**What you should do:** Your task is to return all of the records exactly, minus any images.

___ Data

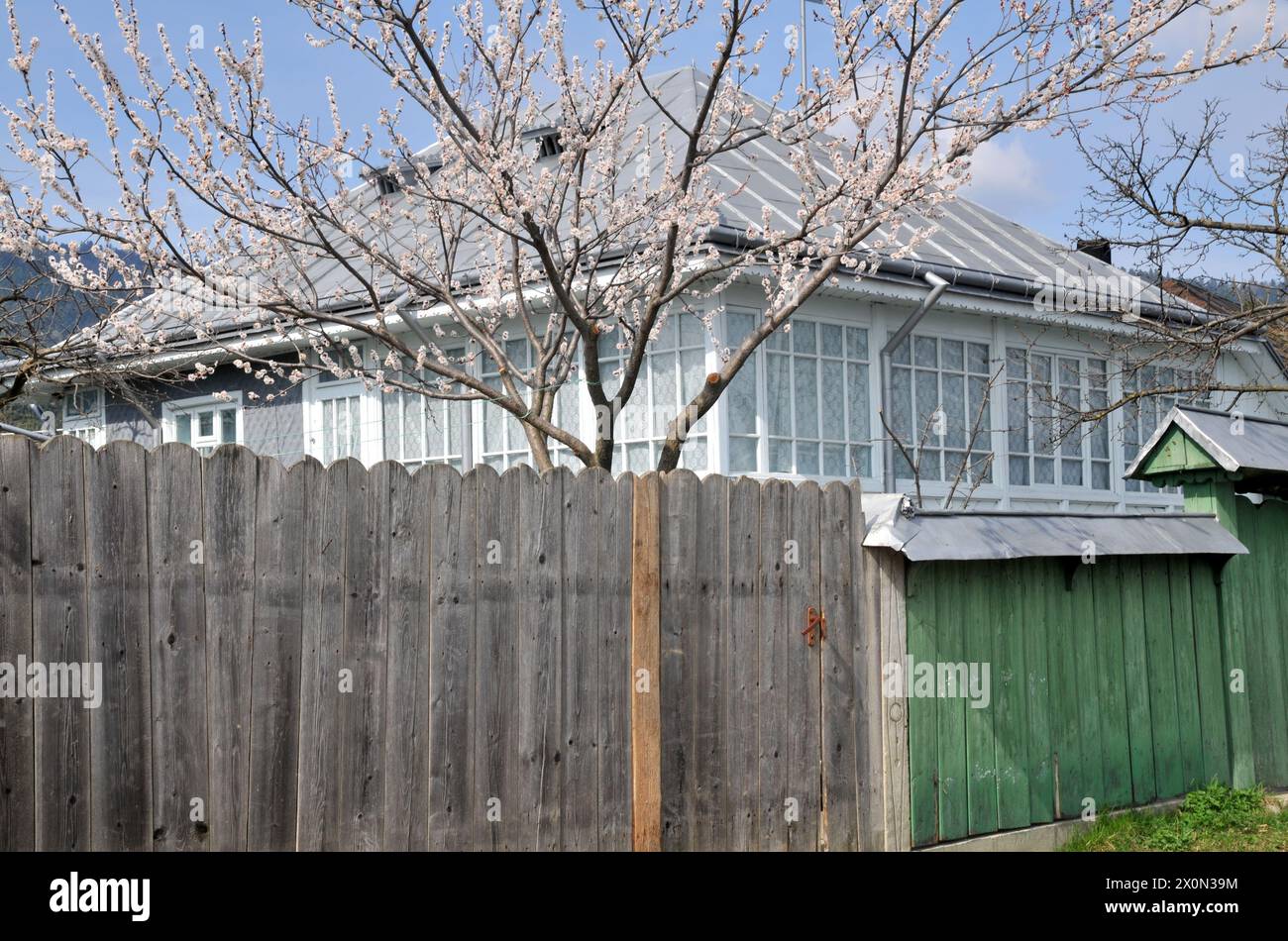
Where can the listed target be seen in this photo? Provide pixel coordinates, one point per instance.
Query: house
(1017, 325)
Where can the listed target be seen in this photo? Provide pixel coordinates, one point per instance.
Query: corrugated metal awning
(962, 536)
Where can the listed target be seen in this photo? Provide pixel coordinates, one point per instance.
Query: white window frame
(984, 443)
(89, 426)
(372, 443)
(200, 403)
(1057, 489)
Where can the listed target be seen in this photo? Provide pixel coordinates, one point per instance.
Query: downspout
(936, 287)
(27, 433)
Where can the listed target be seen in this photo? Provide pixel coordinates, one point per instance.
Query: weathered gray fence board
(707, 644)
(406, 811)
(581, 576)
(59, 635)
(742, 735)
(845, 718)
(17, 735)
(180, 772)
(362, 712)
(320, 785)
(451, 753)
(804, 735)
(228, 516)
(613, 679)
(541, 624)
(682, 699)
(281, 508)
(339, 658)
(496, 688)
(119, 637)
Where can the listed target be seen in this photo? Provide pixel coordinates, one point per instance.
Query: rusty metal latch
(815, 626)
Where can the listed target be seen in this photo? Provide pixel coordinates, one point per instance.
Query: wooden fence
(339, 658)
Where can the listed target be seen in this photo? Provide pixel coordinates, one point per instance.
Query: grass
(1212, 819)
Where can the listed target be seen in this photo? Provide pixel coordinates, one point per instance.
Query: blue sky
(1029, 176)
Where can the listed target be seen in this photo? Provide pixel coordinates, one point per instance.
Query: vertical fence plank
(613, 727)
(1008, 692)
(645, 670)
(228, 506)
(1037, 688)
(1134, 669)
(742, 708)
(451, 743)
(60, 636)
(496, 761)
(119, 637)
(541, 621)
(365, 653)
(406, 810)
(321, 660)
(180, 769)
(979, 602)
(842, 658)
(707, 645)
(958, 777)
(887, 602)
(282, 505)
(1111, 683)
(681, 696)
(1162, 679)
(778, 630)
(581, 576)
(804, 735)
(17, 734)
(1083, 640)
(1186, 674)
(921, 589)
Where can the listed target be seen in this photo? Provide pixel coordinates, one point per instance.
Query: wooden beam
(645, 667)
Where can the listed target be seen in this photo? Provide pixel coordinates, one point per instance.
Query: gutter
(936, 287)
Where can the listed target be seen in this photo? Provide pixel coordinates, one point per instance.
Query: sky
(1034, 177)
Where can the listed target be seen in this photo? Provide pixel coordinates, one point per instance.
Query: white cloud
(1004, 174)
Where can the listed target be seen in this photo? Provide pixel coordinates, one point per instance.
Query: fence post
(645, 662)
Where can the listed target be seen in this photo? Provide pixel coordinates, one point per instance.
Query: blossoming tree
(540, 207)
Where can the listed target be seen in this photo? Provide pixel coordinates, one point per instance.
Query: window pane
(803, 338)
(228, 426)
(833, 399)
(806, 399)
(742, 455)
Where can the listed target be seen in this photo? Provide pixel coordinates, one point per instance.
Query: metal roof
(1240, 445)
(962, 536)
(973, 248)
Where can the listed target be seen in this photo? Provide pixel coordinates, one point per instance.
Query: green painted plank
(1140, 738)
(1207, 647)
(922, 756)
(1265, 674)
(1186, 674)
(1008, 691)
(1065, 718)
(1083, 602)
(1037, 688)
(982, 608)
(951, 703)
(1162, 678)
(1111, 682)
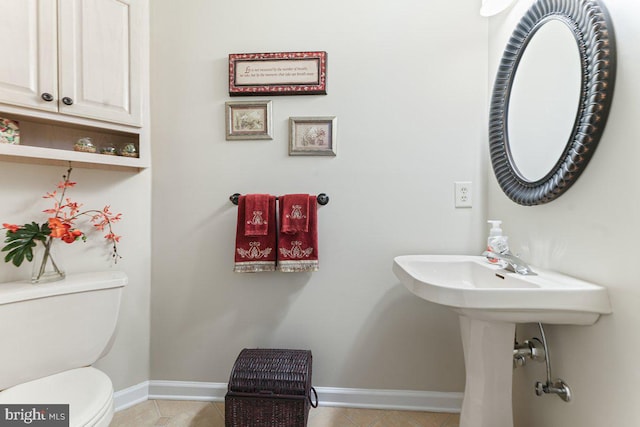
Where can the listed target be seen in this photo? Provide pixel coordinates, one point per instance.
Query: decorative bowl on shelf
(9, 131)
(109, 150)
(85, 145)
(129, 150)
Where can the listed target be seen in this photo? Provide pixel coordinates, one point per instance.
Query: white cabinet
(79, 58)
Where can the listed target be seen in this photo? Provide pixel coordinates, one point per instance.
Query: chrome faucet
(514, 263)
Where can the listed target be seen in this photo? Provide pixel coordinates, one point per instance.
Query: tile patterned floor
(173, 413)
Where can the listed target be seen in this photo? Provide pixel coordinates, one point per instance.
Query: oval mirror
(551, 98)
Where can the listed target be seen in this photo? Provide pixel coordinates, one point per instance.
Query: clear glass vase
(45, 268)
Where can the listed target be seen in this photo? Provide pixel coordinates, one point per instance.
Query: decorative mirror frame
(593, 30)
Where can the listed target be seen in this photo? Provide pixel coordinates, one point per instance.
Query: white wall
(407, 81)
(590, 232)
(23, 186)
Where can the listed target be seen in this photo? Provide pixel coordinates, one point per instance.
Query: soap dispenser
(496, 242)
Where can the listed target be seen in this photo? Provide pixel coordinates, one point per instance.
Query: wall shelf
(44, 141)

______

**Reply to the exercise:**
Where can the listed target be seen in this photo? Provide pixel coordinates, one point per instance.
Query: house
(1017, 325)
Where can the listed target be seen in this photo? Provide pixel coordinates, one point per instance.
Query: corrugated metal awning
(962, 536)
Where can the listed target be seen in this photo? Provide pixel coordinates, one point per instance.
Query: white window frame
(984, 443)
(89, 426)
(372, 443)
(200, 403)
(1057, 489)
Where can the listed target be seen in this photo? Provide pixel coordinates, one point per instance.
Query: downspout
(936, 287)
(27, 433)
Where can the listed target be seen in this photo? Provide pixel coordinates, one point per instance.
Query: weathered gray fence board
(707, 644)
(406, 811)
(581, 576)
(59, 635)
(742, 735)
(845, 718)
(17, 735)
(180, 772)
(362, 712)
(320, 785)
(451, 753)
(804, 735)
(228, 516)
(613, 679)
(541, 624)
(682, 699)
(281, 508)
(339, 658)
(496, 688)
(119, 637)
Where can the listed target be seen in this photo? Provide pixel coordinates, one point per instance.
Query: rusty metal latch
(815, 626)
Where can the listed target be seen in this photo? Provide pixel coordinates, one point per instance.
Query: wooden fence
(339, 658)
Where can the listed target be seen in this photo? Provide pixel coordinates, one point per instance.
Query: grass
(1212, 819)
Where can the listed target be seen in this photo? Provide pixel coordinates, one point per instance.
Query: blue sky
(1029, 176)
Where can the listed target be seen in this photo? Provide pixel coordinates, one point per instance.
Query: vertical fence plank
(613, 727)
(1008, 692)
(645, 670)
(228, 506)
(1037, 688)
(1134, 669)
(742, 708)
(451, 743)
(60, 636)
(496, 761)
(119, 637)
(541, 621)
(365, 653)
(406, 810)
(321, 660)
(180, 769)
(979, 602)
(842, 658)
(707, 645)
(958, 777)
(887, 602)
(282, 505)
(1111, 683)
(681, 696)
(1162, 679)
(778, 630)
(581, 576)
(804, 735)
(17, 734)
(1083, 640)
(1186, 674)
(921, 589)
Where can the listed target be seen in this photo? Provide pixel coordinates, one point per instance.
Query: wooden beam
(645, 667)
Where can the listed target be seen in this photo? Provide pixel coordinates, one point per instance.
Query: gutter
(936, 287)
Where can the listed target be seen in this photo? Provide pixel coordinates, one point per instance.
Query: sky
(1034, 177)
Where can the listed target be seen in this photo? Provide pixel coordinates, one point per instance.
Query: white cloud
(1004, 174)
Where can the listed target be seen in this photo? Provide pixel coordinates, one point per instance.
Query: fence post
(645, 662)
Where can the listed target be seen in this photo? Provide pixel coordinates, one point per instance.
Query: blossoming tree
(540, 207)
Where can the listed target be seen in this photo? Provide pixel coordinates, one point per instance.
Query: window pane
(803, 338)
(228, 426)
(833, 399)
(806, 399)
(742, 455)
Where can the listed target be seen in this photo? Provide pixel coordinates, one point per instance.
Query: metal roof
(1240, 445)
(962, 536)
(973, 248)
Where can the listed target be seen in this photo? Provide pixel coordinates, one point per instance.
Query: green painted plank
(1140, 738)
(1207, 647)
(922, 756)
(1265, 674)
(1186, 674)
(1008, 691)
(1065, 718)
(1083, 602)
(1037, 688)
(982, 608)
(951, 703)
(1162, 678)
(1111, 682)
Where can the listed target be seen in this photo? Provide pixel coordinates, one point per instance.
Query: decorative bowl on shelf
(9, 131)
(109, 150)
(85, 145)
(129, 150)
Where can the listed target be seen in this photo? Provide pixel coordinates, one point per instance.
Query: white cabinet
(79, 58)
Where can the listed target be seen in this photo? Provide pixel coordinates, one point per instance.
Query: chrome faucet
(514, 263)
Where can the listed target be seen in this photo? Provide pixel coordinates, one point per instance.
Query: tile patterned floor
(173, 413)
Where can the listed target be seen in this photo? Provide pixel coordinates, one point per instance.
Query: oval mirror
(551, 98)
Where can the listed target be seen in this photo? Provide pixel coordinates, one point per instance.
Query: clear glass vase
(45, 268)
Where can the listed target be seen in this photo? Provide pixel coordinates, one point per instance.
Query: decorative mirror frame
(593, 30)
Where can the listed target be seen in this photo? Provide pixel coordinates, one point per instance.
Query: white wall
(407, 81)
(590, 232)
(23, 186)
Where can the listed target be seen in this photo? Provide pixel coordinates, one point per instance.
Query: soap dispenser
(496, 242)
Where can the listed target be seen in this photo? Provide pixel coordinates, one point per instance.
Query: wall shelf
(44, 141)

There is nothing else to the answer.